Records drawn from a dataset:
>>>>

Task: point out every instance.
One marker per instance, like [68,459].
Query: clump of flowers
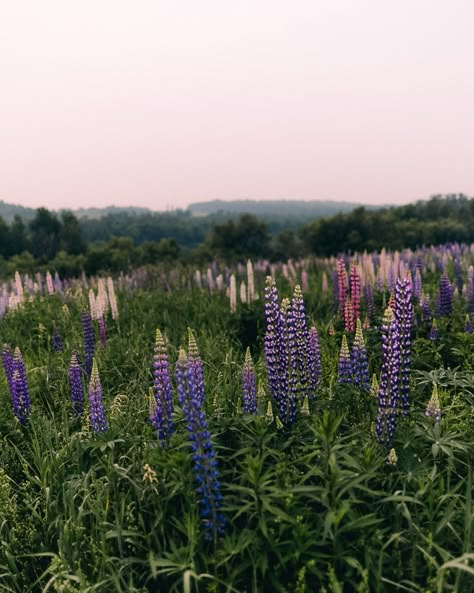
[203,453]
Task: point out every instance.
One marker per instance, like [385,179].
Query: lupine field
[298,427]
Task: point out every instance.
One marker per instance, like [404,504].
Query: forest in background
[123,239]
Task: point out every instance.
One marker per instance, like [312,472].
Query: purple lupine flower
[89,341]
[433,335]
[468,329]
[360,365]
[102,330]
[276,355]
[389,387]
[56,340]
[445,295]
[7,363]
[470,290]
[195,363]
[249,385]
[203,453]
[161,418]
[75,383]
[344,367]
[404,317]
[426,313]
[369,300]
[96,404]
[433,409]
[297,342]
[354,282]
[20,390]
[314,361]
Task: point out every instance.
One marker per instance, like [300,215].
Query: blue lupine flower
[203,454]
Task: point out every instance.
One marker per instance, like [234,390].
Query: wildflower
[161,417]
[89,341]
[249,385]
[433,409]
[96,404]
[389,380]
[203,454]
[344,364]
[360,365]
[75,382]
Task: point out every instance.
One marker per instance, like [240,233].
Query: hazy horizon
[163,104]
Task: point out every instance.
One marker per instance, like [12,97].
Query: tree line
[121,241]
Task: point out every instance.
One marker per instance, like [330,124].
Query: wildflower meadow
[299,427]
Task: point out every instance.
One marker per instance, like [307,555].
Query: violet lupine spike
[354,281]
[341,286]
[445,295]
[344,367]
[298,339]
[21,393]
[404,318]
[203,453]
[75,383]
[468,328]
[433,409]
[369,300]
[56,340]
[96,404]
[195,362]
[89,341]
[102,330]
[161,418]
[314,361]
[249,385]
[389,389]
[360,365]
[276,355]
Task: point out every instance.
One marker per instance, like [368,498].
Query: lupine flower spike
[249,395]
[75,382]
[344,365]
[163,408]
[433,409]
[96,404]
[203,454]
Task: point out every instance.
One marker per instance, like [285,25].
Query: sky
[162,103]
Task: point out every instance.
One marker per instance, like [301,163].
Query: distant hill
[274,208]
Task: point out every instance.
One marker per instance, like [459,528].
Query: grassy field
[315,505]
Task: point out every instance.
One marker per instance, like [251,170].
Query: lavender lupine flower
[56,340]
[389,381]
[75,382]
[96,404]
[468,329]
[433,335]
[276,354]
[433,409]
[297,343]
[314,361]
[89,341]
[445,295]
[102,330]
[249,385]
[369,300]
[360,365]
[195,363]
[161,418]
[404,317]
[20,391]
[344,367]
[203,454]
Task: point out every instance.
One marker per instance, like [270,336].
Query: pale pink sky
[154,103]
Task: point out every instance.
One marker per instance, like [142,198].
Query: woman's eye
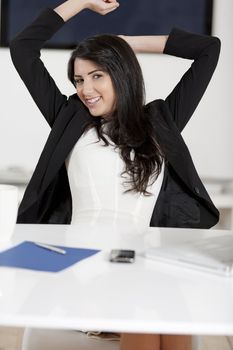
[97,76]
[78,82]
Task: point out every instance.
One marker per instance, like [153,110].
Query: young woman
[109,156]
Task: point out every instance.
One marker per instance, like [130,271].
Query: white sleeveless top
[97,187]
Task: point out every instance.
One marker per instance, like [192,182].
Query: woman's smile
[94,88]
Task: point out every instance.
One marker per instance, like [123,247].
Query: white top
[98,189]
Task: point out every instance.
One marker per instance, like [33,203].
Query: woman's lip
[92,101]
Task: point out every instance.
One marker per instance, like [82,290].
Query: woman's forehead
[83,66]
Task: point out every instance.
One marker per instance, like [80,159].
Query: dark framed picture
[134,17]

<<<<
>>>>

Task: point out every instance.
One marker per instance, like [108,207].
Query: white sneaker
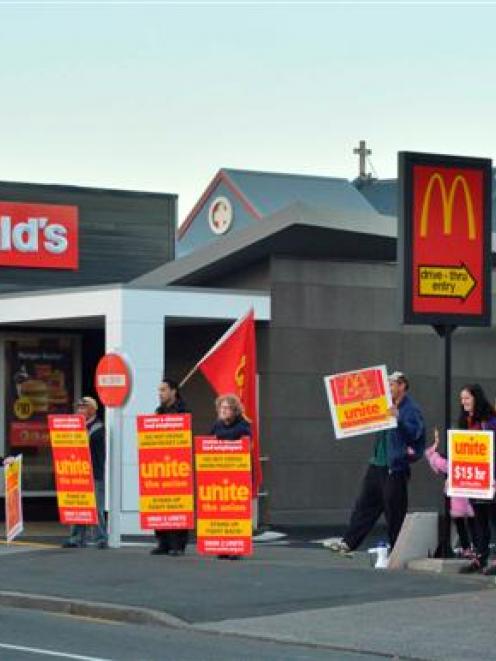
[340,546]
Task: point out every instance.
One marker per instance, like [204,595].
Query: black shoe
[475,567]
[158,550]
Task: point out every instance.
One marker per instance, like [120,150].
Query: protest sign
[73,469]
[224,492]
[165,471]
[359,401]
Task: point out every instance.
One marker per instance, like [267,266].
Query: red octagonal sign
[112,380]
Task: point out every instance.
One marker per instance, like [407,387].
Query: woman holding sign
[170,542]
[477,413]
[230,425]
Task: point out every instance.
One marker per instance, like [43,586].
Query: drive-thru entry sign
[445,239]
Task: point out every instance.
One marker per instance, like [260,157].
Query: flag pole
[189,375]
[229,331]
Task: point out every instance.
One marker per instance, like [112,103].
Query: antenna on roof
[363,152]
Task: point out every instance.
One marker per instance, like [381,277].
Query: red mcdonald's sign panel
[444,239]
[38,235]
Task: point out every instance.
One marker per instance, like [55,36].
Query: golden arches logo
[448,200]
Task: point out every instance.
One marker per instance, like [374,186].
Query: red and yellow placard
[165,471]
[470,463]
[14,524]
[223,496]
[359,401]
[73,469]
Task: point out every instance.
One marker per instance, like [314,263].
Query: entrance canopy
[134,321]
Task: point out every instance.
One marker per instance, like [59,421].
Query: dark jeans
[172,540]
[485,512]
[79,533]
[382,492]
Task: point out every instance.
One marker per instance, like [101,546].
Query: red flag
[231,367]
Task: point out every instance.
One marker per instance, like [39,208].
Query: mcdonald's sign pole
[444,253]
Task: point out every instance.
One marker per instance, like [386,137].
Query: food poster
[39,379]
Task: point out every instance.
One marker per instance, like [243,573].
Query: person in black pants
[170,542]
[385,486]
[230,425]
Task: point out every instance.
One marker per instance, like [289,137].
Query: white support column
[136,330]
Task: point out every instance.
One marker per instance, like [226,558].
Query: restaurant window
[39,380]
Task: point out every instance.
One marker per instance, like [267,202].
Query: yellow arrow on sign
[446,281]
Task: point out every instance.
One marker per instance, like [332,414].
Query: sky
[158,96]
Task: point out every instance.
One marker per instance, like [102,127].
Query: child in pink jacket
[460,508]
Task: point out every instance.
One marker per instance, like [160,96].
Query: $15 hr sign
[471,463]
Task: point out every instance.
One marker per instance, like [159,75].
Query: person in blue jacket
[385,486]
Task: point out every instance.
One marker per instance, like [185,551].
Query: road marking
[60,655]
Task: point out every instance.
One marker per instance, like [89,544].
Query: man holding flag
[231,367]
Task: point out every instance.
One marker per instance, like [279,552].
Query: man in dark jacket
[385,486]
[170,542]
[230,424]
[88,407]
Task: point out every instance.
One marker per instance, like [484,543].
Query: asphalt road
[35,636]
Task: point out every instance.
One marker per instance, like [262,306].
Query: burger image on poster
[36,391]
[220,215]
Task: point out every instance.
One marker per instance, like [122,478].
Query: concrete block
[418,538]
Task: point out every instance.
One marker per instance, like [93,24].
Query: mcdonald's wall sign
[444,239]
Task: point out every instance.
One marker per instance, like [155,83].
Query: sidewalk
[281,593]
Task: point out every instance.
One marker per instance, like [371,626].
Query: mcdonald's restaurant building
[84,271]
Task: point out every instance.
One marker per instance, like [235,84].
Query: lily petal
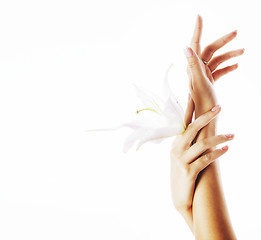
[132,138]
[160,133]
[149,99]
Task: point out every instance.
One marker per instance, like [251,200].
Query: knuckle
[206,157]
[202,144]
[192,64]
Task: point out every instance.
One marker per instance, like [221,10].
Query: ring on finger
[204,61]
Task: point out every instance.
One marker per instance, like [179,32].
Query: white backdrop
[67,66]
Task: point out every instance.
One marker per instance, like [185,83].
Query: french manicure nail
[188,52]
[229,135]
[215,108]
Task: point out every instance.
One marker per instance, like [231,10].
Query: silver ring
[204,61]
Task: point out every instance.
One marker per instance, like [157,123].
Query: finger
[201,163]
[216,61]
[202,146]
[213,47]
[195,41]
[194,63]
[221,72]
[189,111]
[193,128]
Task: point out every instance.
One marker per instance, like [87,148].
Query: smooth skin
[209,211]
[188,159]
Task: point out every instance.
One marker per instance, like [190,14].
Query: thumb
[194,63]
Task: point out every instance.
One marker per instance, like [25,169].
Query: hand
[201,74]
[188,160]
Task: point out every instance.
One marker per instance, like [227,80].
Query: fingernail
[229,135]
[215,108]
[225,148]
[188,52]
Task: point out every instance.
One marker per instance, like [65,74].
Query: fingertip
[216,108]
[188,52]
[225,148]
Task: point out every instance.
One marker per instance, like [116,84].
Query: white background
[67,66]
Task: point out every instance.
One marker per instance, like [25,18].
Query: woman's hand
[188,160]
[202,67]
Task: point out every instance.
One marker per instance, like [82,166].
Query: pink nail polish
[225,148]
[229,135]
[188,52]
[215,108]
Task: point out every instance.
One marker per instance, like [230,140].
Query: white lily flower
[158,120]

<<<<

Transcribe exactly the lines above, beginning at the one with "Query: violet lupine spike" and going up to and including the one with "One marker per instance, like [130,271].". Pictures do not belong in the copy.

Query: violet lupine spike
[354,281]
[341,286]
[445,295]
[344,367]
[298,339]
[21,393]
[404,318]
[203,453]
[75,383]
[468,328]
[433,409]
[369,300]
[56,340]
[96,404]
[195,362]
[89,341]
[102,330]
[161,418]
[314,361]
[249,385]
[389,389]
[360,365]
[276,355]
Task: point out every instance.
One marker per instance, like [368,498].
Query: lupine flower spike
[249,395]
[75,382]
[344,365]
[163,408]
[433,409]
[96,404]
[203,454]
Task: point out every instance.
One marker per instance, like [285,25].
Query: sky
[162,103]
Task: point out every instance.
One marker per instance, like [301,163].
Query: distant hill
[274,208]
Task: point out every instance.
One marker per instance, like [459,528].
Query: grassy field
[315,505]
Task: point out every instance.
One marker per instance, like [251,170].
Query: lavender lupine flower
[56,340]
[389,381]
[75,382]
[96,404]
[468,329]
[433,335]
[276,354]
[433,409]
[297,343]
[314,361]
[89,341]
[445,295]
[102,330]
[249,385]
[369,300]
[360,365]
[195,363]
[161,418]
[404,317]
[20,391]
[344,367]
[203,454]
Task: point out every instance.
One marker per instance, like [270,336].
Query: pale pink sky
[154,103]
Task: point out every instance.
One marker per instance, like [142,198].
Query: woman's eye
[97,76]
[78,82]
Task: point out every instance.
One marker per instance, like [153,110].
Query: young woman
[109,156]
Task: point out every instance.
One marker per instance, like [130,271].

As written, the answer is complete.